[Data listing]
========================================

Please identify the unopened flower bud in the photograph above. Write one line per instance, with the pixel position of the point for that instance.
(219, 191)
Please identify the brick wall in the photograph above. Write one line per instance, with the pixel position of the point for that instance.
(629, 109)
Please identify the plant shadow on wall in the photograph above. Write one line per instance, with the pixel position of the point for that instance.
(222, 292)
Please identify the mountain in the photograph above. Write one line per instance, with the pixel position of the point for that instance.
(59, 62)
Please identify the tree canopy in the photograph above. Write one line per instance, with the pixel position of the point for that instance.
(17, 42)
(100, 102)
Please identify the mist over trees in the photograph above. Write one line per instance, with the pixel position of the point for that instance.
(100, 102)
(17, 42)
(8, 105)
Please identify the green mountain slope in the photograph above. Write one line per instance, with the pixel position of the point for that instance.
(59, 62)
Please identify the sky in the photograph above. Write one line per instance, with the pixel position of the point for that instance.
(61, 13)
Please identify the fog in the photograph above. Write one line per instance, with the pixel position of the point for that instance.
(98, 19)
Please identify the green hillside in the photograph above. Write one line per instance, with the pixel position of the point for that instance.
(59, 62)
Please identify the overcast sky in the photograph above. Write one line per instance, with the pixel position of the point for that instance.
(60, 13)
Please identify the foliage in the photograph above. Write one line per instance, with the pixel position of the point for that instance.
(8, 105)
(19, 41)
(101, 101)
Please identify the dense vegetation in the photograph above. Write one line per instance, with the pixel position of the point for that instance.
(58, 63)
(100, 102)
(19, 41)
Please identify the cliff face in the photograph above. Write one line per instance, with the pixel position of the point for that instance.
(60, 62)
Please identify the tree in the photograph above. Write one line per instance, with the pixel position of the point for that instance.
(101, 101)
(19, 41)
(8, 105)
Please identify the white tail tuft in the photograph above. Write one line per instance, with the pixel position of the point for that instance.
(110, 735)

========================================

● **WRITTEN EXERCISE**
Reproduce the entire listing above word for word, keeping every line unchanged and in the same order.

● **EXERCISE RESPONSE**
Please identify the unopened flower bud in the photograph above. Write one line per instance, with the pixel position of the point for that instance.
(219, 191)
Please identify the brick wall in the photograph above. Write one line per instance, with the pixel position of the point for that instance.
(629, 109)
Please identify the plant shadow on wall in the photograph above. Write one line per instance, with the pixel position of the point for that instance.
(222, 292)
Please identify the mountain in the photograph above. Write one line per instance, with the pixel position of the point for that instance.
(59, 62)
Please identify the tree canopy in the photograph above. Write one line per instance, with the pixel position of the point for that instance.
(17, 42)
(100, 102)
Please identify the mist over trees in the photograph above. Write one line per instance, with the pixel position of the point for that instance.
(100, 102)
(17, 42)
(8, 105)
Please identify the green mountain slope in the photograph above. Write one line per instance, with the pixel position of the point for that instance.
(59, 62)
Please identify the sky in the photograph above. Write one line per instance, with the pixel position of the point for that instance.
(61, 13)
Please identify the fog in the photograph above. Write one line per instance, with the pixel position of the point for that instance.
(98, 19)
Please identify the green hillside in the photograph above. Write one line per instance, with the pixel position of the point for that instance.
(59, 62)
Please identify the overcast sky in the photograph above. Write one line per instance, with the pixel position of the point for that instance.
(60, 13)
Please identify the foliage in the photograph above. Write one line per instance, with the pixel position of the point for that instance.
(8, 105)
(19, 41)
(101, 101)
Please identify the dense vegetation in the photograph above. Write one line per instance, with the pixel position of the point for that instance.
(58, 63)
(100, 102)
(19, 41)
Please identify the cliff face in the photograph above. Write one line per instance, with the pixel position of the point for that instance.
(60, 62)
Please identify the tree in the photograph above. Write one line per instance, with the pixel position of the point for that instance.
(101, 101)
(19, 41)
(8, 105)
Please identify the white tail tuft in the photograph above. Write one line per instance, with the pixel position of the point for that instance.
(110, 735)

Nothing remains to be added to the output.